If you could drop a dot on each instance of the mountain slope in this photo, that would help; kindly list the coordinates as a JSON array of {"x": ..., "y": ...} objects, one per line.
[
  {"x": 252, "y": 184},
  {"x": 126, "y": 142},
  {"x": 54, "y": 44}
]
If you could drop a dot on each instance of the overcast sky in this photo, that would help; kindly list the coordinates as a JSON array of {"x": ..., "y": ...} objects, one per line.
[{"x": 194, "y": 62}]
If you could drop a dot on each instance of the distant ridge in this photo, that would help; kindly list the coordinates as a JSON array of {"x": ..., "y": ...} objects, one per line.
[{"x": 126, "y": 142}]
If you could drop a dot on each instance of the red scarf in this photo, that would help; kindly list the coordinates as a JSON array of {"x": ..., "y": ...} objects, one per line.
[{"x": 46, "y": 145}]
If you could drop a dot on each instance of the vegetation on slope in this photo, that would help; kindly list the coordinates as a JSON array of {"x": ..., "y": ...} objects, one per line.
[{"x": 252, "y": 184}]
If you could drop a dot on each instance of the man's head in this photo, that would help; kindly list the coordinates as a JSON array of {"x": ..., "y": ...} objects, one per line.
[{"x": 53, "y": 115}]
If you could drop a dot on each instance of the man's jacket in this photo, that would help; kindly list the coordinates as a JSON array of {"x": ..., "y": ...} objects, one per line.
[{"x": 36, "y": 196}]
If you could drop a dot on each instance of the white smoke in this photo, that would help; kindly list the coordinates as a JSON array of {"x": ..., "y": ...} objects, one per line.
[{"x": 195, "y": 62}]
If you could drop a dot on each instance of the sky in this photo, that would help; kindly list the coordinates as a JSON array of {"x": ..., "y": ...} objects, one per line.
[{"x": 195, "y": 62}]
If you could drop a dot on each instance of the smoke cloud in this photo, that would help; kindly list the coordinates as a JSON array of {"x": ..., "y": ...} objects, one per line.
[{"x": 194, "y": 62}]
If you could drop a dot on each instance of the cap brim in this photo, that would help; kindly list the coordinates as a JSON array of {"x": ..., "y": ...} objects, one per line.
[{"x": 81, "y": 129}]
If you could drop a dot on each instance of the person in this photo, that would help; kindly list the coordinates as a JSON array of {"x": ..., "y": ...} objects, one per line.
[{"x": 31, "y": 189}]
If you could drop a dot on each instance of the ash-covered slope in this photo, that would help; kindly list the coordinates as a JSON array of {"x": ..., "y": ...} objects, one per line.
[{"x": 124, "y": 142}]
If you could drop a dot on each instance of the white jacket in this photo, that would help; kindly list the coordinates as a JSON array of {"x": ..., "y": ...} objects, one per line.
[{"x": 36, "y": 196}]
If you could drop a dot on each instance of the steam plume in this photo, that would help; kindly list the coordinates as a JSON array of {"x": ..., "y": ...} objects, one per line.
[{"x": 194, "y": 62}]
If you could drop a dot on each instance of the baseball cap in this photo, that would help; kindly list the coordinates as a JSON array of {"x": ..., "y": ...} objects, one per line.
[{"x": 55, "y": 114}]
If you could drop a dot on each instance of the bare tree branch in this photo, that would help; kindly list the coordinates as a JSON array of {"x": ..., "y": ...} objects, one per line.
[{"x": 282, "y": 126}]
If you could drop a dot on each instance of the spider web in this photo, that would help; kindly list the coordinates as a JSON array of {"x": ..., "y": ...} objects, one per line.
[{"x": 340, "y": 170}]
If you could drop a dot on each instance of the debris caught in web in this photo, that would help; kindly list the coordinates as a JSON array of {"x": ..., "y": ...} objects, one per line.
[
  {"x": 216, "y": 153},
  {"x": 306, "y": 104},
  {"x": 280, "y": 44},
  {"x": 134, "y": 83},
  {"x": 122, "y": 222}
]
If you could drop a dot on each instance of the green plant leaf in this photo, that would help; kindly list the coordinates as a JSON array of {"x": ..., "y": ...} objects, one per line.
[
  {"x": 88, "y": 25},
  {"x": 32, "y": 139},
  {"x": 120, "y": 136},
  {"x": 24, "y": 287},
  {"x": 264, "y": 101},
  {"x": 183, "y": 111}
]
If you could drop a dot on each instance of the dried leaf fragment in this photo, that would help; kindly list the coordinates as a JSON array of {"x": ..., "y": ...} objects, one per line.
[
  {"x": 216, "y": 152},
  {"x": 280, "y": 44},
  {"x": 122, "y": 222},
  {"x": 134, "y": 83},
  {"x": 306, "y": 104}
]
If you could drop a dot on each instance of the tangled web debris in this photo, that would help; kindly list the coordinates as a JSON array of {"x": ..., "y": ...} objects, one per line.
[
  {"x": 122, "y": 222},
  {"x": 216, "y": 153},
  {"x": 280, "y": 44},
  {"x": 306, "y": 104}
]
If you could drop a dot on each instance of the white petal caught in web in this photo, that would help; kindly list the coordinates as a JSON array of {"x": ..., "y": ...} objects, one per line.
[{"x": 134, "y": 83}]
##########
Given request: Can you convert all of the records above into a Markdown table with the columns "Row" and "Record", giving each line its own numbered row and leaving out blank lines?

Answer for this exercise:
| Row | Record |
|---|---|
| 1 | If you could drop a dot on each instance of the mountain slope in this photo, that would help; kindly list the coordinates as a JSON array of {"x": ..., "y": ...} objects, one per line. |
| 2 | [ |
| 3 |   {"x": 252, "y": 184}, |
| 4 |   {"x": 126, "y": 142}, |
| 5 |   {"x": 54, "y": 44} |
| 6 | ] |
| 7 | If you could drop a dot on each instance of the overcast sky in this photo, that would help; kindly list the coordinates as a JSON array of {"x": ..., "y": ...} objects, one per line. |
| 8 | [{"x": 194, "y": 62}] |
| 9 | If you could drop a dot on each instance of the distant ridge in this photo, that would help; kindly list the coordinates as a JSON array of {"x": ..., "y": ...} objects, one per line. |
| 10 | [{"x": 126, "y": 142}] |
| 11 | If you could drop a dot on each instance of the red scarf in this photo, that would help; kindly list the coordinates as a JSON array of {"x": ..., "y": ...} objects, one per line. |
| 12 | [{"x": 46, "y": 145}] |
| 13 | If you could drop a dot on each instance of the vegetation on slope in this photo, that would help; kindly list the coordinates as a JSON array of {"x": ..., "y": ...} objects, one per line. |
| 14 | [{"x": 252, "y": 184}] |
| 15 | If you could drop a dot on each instance of the man's head in this photo, that would help; kindly list the coordinates as a JSON array of {"x": ..., "y": ...} objects, one per line. |
| 16 | [{"x": 53, "y": 115}] |
| 17 | If you could drop a dot on each instance of the man's jacket in this photo, that would help; kindly list the coordinates as a JSON array of {"x": ..., "y": ...} objects, one per line. |
| 18 | [{"x": 36, "y": 196}] |
| 19 | If you could drop a dot on each instance of the white smoke in this photo, that would help; kindly list the coordinates as a JSON array of {"x": ..., "y": ...} objects, one per line. |
| 20 | [{"x": 195, "y": 62}] |
| 21 | If you could drop a dot on each instance of the sky in this photo, that would help; kindly list the coordinates as a JSON array of {"x": ..., "y": ...} objects, one per line. |
| 22 | [{"x": 195, "y": 62}] |
| 23 | If you could drop a dot on each instance of the smoke cloud in this photo, that would help; kindly list the coordinates as a JSON array of {"x": ..., "y": ...} objects, one per line. |
| 24 | [{"x": 194, "y": 62}] |
| 25 | If you could drop a dot on each instance of the cap brim in this photo, that would help; kindly list the coordinates as a JSON array of {"x": ..., "y": ...} objects, one per line. |
| 26 | [{"x": 81, "y": 129}] |
| 27 | If you could drop a dot on each instance of the person in this photo, that would help; kindly list the coordinates as a JSON array of {"x": ..., "y": ...} objects, one per line. |
| 28 | [{"x": 31, "y": 189}] |
| 29 | If you could drop a dot on each instance of the ash-covered slope in this photo, that would help; kindly list the coordinates as a JSON array of {"x": ..., "y": ...} objects, one per line. |
| 30 | [{"x": 124, "y": 142}] |
| 31 | If you could drop a dot on each instance of the white jacket in this photo, that would help; kindly list the coordinates as a JSON array of {"x": ..., "y": ...} objects, one per line. |
| 32 | [{"x": 36, "y": 196}] |
| 33 | If you could drop a dot on each instance of the steam plume in this photo, that would help; kindly list the coordinates as a JSON array of {"x": ..., "y": ...} objects, one per line. |
| 34 | [{"x": 194, "y": 62}] |
| 35 | If you could drop a dot on each instance of the baseball cap in this photo, that would help; kindly list the coordinates as a JSON array of {"x": ..., "y": ...} objects, one per line. |
| 36 | [{"x": 55, "y": 114}] |
| 37 | If you could drop a dot on each instance of the bare tree branch in this photo, that would help; kindly list the coordinates as a JSON array of {"x": ..., "y": ...} objects, one per line. |
| 38 | [{"x": 282, "y": 126}] |
| 39 | If you could drop a dot on each instance of the spider web in this photo, that would help; kindly list the coordinates as a JSON array of {"x": ..., "y": ...} objects, one per line. |
| 40 | [{"x": 340, "y": 170}] |
| 41 | If you could drop a dot on each instance of the debris caught in web in this photo, that would help; kindly list the coordinates as a JSON array of {"x": ..., "y": ...} objects, one per line. |
| 42 | [ |
| 43 |   {"x": 216, "y": 153}, |
| 44 |   {"x": 306, "y": 104}, |
| 45 |   {"x": 280, "y": 44}, |
| 46 |   {"x": 134, "y": 83}, |
| 47 |   {"x": 122, "y": 222} |
| 48 | ] |
| 49 | If you could drop a dot on each instance of the green plant leaf in this photo, that would help; kindly list the coordinates as a JSON array of {"x": ..., "y": ...} objects, one per line. |
| 50 | [ |
| 51 |   {"x": 88, "y": 25}, |
| 52 |   {"x": 32, "y": 139}, |
| 53 |   {"x": 120, "y": 136}, |
| 54 |   {"x": 24, "y": 287}, |
| 55 |   {"x": 264, "y": 101}, |
| 56 |   {"x": 183, "y": 111} |
| 57 | ] |
| 58 | If you could drop a dot on each instance of the dried leaf fragment in this photo, that would help; kindly list the coordinates as a JSON array of {"x": ..., "y": ...} objects, one per line. |
| 59 | [ |
| 60 |   {"x": 216, "y": 152}, |
| 61 |   {"x": 280, "y": 44}, |
| 62 |   {"x": 122, "y": 222}, |
| 63 |   {"x": 134, "y": 83}, |
| 64 |   {"x": 306, "y": 104} |
| 65 | ] |
| 66 | If you could drop a dot on each instance of the tangled web debris in this photo, that would help; kindly list the coordinates as a JSON array of {"x": ..., "y": ...} objects, one per line. |
| 67 | [ |
| 68 |   {"x": 122, "y": 222}, |
| 69 |   {"x": 216, "y": 153}, |
| 70 |   {"x": 280, "y": 44}, |
| 71 |   {"x": 306, "y": 104} |
| 72 | ] |
| 73 | If you could drop a dot on each instance of the white petal caught in web in this photo, that would help; kindly list the coordinates as a JSON array of {"x": ..., "y": ...} objects, one per line. |
| 74 | [{"x": 134, "y": 83}] |